══ Text under study
Telehealth

Telehealth has been an essential tool for providing health care to patients globally during the COVID-19 pandemic. Penn Medicine coordinated a multidisciplinary team from across the health system to design and implement an innovative telehealth platform that allowed an unprecedented increase in virtual appointments and has served hundreds of thousands of patients since early 2021.

Penn Medicine is an industry leader in telemedicine, having started one of the nation’s first teleICU programs more than a decade ago. Penn Medicine has two telemedicine divisions: the Center for Connected Care and Network Telemedicine.

The Center for Connected Care operates as a centralized telemedicine hub for the health system and houses the Penn Medicine OnDemand virtual urgent care program and the teleICU. Network Telemedicine supports Penn Medicine’s six hospitals and more than 200 outpatient practices in offering telemedicine from their sites.

Updates Needed for Telehealth Platform

Prior to the COVID-19 pandemic, Network Telemedicine supported fewer than 100 virtual visits per day on an integrated video platform that required clinicians to work from dedicated telemedicine workstations.

In the early days of the COVID-19 pandemic, it became clear that telemedicine tools would be essential to maintaining access to high quality care during the pandemic. People still needed to meet with their doctors, but with in-person gathering severely restricted, telemedicine appointments protected health care providers and patients from COVID-19 exposure, saved personal protective gear for providers doing in-person care, and even expanded access to care for people who could not easily travel to a doctor’s office.
════
# [Activity A]
Please list what the telehealth text says telemedicine appointments did during the COVID-19 pandemic.
# [Activity B]
Continue the telehealth text from where it stops.
══ Listed records
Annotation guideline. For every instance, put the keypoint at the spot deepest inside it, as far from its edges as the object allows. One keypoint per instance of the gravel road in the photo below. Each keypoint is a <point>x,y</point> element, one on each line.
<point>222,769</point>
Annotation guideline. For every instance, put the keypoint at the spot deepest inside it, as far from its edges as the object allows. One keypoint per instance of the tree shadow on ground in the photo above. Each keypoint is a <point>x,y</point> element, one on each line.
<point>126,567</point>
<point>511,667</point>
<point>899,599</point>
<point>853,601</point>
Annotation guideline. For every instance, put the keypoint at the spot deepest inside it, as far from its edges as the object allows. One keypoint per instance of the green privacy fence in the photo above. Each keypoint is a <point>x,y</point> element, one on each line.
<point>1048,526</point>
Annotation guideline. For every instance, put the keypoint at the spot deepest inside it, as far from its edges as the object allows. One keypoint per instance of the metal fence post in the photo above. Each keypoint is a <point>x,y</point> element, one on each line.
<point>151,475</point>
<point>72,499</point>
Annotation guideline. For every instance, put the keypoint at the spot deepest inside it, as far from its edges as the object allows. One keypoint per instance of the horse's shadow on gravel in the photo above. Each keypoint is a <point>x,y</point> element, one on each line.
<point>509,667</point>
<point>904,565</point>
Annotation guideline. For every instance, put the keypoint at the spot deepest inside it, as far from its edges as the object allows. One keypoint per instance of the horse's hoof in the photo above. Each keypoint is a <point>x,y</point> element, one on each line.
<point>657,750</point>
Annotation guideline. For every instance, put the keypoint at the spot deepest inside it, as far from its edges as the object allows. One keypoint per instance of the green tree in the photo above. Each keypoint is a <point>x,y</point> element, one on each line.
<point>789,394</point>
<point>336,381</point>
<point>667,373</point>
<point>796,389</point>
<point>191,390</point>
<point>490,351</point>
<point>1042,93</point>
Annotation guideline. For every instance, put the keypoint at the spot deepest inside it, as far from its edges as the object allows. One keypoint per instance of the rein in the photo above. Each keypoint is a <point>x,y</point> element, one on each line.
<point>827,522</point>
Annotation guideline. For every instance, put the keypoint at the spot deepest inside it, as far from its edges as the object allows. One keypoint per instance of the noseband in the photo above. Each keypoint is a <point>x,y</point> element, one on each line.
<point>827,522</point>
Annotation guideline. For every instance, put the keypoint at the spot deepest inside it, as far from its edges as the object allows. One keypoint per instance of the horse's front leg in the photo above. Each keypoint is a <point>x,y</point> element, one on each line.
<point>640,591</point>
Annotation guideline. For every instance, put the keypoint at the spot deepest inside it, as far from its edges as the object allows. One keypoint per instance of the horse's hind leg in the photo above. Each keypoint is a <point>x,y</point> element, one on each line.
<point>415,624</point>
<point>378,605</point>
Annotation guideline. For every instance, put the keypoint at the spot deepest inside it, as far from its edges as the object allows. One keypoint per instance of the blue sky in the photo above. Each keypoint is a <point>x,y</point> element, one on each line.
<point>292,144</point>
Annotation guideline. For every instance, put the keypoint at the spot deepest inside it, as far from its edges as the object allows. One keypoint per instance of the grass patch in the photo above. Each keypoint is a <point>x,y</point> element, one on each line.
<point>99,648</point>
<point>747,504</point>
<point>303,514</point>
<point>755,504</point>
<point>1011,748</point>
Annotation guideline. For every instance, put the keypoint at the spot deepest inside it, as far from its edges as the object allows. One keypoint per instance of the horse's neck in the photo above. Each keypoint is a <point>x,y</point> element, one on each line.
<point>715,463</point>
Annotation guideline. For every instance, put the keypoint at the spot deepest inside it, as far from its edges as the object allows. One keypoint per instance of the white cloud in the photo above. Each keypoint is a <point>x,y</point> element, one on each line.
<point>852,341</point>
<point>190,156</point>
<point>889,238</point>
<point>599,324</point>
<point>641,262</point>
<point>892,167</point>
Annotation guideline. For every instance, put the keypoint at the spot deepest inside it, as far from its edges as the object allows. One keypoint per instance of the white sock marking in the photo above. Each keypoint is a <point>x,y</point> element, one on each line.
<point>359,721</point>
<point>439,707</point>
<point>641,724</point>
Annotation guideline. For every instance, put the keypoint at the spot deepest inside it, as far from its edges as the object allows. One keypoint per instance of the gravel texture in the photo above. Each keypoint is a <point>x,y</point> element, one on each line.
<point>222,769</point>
════
# [Exercise answer A]
- Protected health care providers and patients from COVID-19 exposure
- Saved personal protective gear for providers doing in-person care
- Expanded access to care for people who could not easily travel to a doctor's office

# [Exercise answer B]
The problem was that the legacy technology used for telemedicine appointments in doctor’s offices, clinics, and other ambulatory settings was outdated and difficult for patients and providers to use. Penn Medicine either had to buy new technology from an outside vendor, or develop their own platform in-house. Ultimately, it chose a blend of the two and created the Switchboard platform based on its extensive custom application infrastructure.

Switchboard Telehealth Platform

Incredibly, thanks to rapid collaboration among multiple teams, a process that would normally take months to implement—converting all Penn Medicine appointments from in-person to virtual—was accomplished in just one week.

Many Penn Medicine groups worked together to roll out the Switchboard telemedicine program. The Office of the Chief Medical Information Officer (CMIO), Information Services (IS)—especially the PennChart, Data Analytics Center, Application Development, and Predictive Health care teams—Electronic Health Record (EHR) Transformation, and the Center for Health Care Innovation (CHCI) were all intimately involved in this applied health informatics project.

Rather than having a stand-alone telemedicine system that providers had to link to manually from the electronic health record, the Switchboard team devised a web application that was seamlessly integrated into the electronic health record. Switchboard was designed to do the complicated work of pulling patient data from the health record, managing pre-visit reminders to patients as well as post-visit text message surveys, and integrating with a cloud-based video meeting platform where the patient and provider could meet, saving health care administrators and providers from managing this time-consuming work.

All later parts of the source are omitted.